Exercise details -> In the abstract on functional epigenomes and metabolic diseases, which epigenetic mark does the review focus on?

Quoted passage ->
►
Capturing functional epigenomes for insight into metabolic diseases

Fiona Allum, Elin Grundberg


Metabolic diseases such as obesity are known to be driven by both environmental and genetic factors. Although genome-wide association studies of common variants and their impact on complex traits have provided some biological insight into disease etiology, identified genetic variants have been found to contribute only a small proportion to disease heritability, and to map mainly to non-coding regions of the genome. To link variants to function, association studies of cellular traits, such as epigenetic marks, in disease-relevant tissues are commonly applied.

Scope of the review

We review large-scale efforts to generate genome-wide maps of coordinated epigenetic marks and their utility in complex disease dissection with a focus on DNA methylation. We contrast DNA methylation profiling methods and discuss the advantages of using targeted methods for single-base resolution assessments of methylation levels across tissue-specific regulatory regions to deepen our understanding of contributing factors leading to complex diseases.
◄
Image point grounding data:
►
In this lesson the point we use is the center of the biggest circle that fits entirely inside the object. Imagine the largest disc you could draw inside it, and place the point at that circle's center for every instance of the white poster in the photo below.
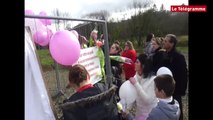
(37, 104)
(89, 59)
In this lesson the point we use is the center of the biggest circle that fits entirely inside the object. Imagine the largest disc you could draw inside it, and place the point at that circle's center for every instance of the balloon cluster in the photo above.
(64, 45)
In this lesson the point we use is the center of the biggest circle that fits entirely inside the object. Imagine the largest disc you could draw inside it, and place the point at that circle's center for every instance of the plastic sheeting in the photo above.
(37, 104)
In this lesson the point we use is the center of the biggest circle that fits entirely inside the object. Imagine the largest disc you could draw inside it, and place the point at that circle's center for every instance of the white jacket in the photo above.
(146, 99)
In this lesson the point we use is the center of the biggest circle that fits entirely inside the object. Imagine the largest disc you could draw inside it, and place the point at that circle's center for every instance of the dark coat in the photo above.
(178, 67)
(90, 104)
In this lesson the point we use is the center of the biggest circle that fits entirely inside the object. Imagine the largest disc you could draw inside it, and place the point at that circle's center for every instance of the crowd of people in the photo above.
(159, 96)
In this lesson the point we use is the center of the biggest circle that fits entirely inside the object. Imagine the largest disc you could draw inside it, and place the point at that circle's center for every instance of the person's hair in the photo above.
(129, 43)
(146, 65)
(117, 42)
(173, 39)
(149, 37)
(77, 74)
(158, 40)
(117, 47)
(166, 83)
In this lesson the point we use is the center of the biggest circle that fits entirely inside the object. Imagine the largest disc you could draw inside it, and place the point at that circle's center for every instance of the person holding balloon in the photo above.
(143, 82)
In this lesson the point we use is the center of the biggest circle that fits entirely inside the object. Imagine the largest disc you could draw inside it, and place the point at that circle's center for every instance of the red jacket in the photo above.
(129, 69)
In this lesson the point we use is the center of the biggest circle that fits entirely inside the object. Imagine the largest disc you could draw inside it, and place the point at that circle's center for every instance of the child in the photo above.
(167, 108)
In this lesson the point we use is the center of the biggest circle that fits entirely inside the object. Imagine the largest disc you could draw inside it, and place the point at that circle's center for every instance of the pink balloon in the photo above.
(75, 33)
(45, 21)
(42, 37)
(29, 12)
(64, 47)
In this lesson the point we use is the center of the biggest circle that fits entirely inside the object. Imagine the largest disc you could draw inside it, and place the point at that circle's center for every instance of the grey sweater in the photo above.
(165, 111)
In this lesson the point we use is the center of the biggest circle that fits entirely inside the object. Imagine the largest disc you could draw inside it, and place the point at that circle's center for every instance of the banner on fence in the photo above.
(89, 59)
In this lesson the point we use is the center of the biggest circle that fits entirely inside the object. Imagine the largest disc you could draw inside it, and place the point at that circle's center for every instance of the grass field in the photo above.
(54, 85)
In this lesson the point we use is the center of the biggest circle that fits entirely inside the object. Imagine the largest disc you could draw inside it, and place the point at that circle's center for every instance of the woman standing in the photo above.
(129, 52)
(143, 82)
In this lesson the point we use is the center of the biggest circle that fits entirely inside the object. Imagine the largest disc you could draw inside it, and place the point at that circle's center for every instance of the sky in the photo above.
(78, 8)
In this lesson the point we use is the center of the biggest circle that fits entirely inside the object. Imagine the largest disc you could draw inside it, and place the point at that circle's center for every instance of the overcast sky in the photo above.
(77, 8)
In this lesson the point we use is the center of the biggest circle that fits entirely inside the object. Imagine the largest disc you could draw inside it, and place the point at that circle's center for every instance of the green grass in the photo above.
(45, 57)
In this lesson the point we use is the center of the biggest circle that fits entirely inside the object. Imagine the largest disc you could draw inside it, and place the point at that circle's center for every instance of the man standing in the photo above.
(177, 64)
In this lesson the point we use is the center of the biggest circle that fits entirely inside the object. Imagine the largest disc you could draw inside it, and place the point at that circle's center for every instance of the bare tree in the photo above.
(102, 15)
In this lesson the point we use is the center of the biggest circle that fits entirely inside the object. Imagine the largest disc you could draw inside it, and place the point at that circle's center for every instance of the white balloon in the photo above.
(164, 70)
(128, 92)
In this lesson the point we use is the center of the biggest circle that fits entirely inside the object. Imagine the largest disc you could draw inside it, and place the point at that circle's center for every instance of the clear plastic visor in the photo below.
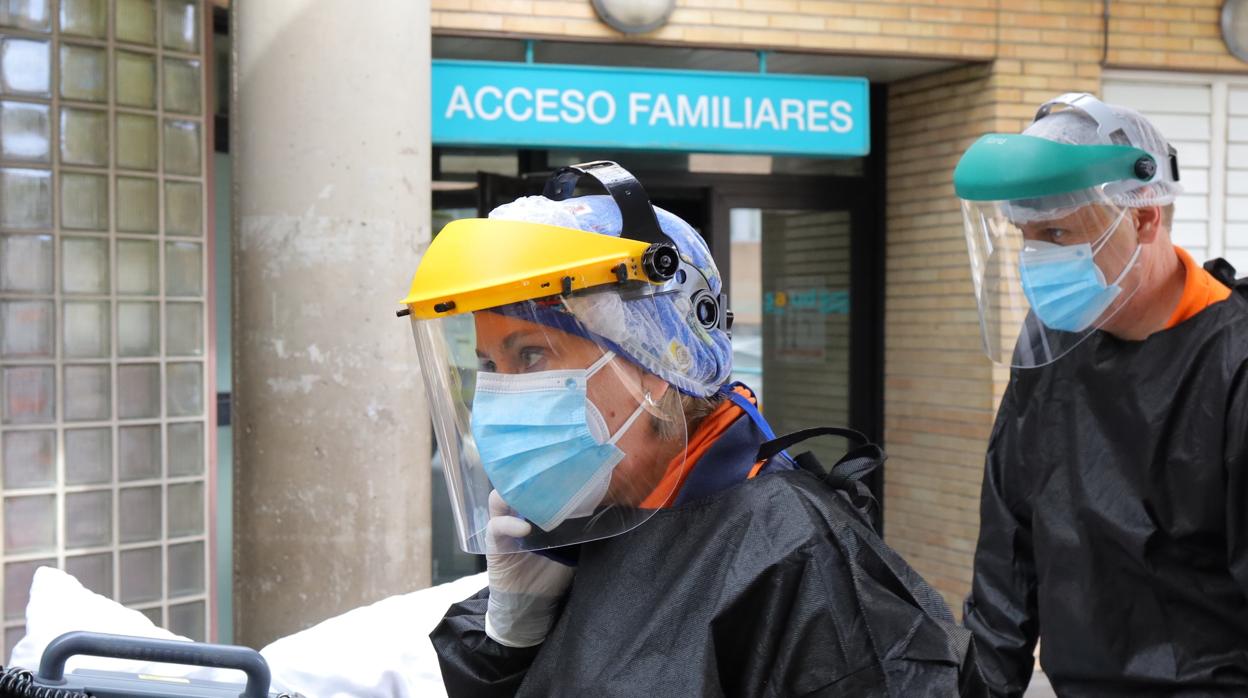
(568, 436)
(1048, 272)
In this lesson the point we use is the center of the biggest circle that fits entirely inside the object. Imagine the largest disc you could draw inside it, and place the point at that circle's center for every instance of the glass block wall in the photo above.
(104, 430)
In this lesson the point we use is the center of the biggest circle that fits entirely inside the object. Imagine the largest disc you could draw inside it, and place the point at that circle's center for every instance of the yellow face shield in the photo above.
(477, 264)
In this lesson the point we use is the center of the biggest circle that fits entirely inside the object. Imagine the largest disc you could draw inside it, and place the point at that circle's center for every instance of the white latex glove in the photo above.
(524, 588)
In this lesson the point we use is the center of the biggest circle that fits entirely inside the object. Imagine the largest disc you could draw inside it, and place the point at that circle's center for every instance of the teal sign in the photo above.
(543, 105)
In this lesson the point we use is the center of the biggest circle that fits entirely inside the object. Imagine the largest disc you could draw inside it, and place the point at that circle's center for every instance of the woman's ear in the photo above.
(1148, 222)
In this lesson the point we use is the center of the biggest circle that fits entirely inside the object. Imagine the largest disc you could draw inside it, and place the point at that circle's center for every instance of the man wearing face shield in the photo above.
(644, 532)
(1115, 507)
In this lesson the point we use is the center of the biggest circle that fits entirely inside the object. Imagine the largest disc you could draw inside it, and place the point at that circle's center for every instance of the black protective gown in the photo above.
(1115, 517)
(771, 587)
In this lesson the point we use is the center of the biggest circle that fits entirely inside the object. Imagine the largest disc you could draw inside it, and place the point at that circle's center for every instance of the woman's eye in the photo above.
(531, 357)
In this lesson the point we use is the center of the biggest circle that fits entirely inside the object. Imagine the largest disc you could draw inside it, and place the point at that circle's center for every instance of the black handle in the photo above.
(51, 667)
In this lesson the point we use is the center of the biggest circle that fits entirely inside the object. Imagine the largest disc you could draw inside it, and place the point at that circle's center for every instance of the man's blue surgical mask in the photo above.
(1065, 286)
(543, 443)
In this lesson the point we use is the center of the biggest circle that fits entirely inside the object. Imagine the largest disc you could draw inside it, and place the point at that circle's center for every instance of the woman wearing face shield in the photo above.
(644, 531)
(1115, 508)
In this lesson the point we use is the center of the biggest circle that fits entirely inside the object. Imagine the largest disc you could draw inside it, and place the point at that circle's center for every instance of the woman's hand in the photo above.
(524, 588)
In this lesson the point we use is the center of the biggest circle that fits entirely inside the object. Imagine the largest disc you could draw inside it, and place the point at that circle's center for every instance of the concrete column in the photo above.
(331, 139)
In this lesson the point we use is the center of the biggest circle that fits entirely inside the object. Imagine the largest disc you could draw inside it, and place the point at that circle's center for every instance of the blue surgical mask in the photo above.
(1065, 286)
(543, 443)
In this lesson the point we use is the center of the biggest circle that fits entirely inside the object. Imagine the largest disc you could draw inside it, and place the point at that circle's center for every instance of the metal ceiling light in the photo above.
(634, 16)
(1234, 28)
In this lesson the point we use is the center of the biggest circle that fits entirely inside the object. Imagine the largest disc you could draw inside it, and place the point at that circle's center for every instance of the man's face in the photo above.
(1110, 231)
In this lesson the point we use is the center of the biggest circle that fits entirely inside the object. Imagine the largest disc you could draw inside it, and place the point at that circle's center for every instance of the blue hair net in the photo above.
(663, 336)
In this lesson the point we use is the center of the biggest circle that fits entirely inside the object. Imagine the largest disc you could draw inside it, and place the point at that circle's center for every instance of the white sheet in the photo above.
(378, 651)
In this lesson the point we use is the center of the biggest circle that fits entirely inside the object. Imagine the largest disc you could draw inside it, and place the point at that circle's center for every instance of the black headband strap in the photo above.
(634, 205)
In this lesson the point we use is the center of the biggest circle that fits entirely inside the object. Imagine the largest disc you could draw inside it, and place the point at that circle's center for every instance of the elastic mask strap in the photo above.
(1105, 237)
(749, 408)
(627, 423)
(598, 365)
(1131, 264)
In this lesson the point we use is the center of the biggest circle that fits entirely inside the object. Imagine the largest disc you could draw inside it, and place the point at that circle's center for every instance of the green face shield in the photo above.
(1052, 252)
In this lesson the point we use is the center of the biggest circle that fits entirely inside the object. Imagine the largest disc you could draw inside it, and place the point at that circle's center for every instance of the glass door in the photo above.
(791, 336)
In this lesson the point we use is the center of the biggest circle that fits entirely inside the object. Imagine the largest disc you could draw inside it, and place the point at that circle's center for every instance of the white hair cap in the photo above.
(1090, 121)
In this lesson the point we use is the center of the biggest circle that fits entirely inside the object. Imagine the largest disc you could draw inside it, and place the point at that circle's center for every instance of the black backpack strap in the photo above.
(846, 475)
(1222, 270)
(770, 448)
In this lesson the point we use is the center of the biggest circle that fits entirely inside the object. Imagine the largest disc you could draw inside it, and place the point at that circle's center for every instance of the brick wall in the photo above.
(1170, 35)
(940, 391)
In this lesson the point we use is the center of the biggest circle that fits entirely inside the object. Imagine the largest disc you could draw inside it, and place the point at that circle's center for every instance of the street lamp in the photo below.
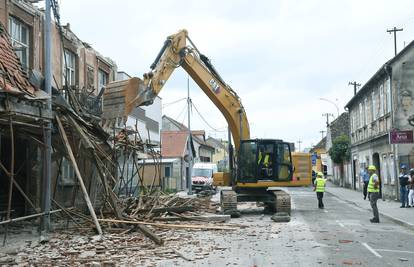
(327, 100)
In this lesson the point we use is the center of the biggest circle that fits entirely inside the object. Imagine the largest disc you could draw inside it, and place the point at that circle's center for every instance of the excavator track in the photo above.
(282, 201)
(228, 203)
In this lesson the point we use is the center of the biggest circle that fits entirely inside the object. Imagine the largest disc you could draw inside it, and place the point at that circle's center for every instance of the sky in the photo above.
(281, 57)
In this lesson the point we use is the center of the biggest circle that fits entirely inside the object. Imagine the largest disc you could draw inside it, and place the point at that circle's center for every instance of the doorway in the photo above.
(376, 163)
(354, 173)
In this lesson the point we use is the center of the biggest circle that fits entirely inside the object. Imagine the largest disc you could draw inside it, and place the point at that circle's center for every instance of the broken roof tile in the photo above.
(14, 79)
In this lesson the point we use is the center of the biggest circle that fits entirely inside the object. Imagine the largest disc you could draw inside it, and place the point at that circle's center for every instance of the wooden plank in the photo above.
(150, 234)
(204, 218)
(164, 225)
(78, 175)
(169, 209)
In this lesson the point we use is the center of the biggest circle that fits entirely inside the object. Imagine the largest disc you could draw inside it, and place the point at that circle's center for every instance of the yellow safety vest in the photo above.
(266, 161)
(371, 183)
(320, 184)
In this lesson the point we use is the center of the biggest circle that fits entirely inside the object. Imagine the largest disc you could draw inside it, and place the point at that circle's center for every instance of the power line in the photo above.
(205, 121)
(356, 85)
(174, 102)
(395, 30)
◄
Solution to this task -> DNA methylation.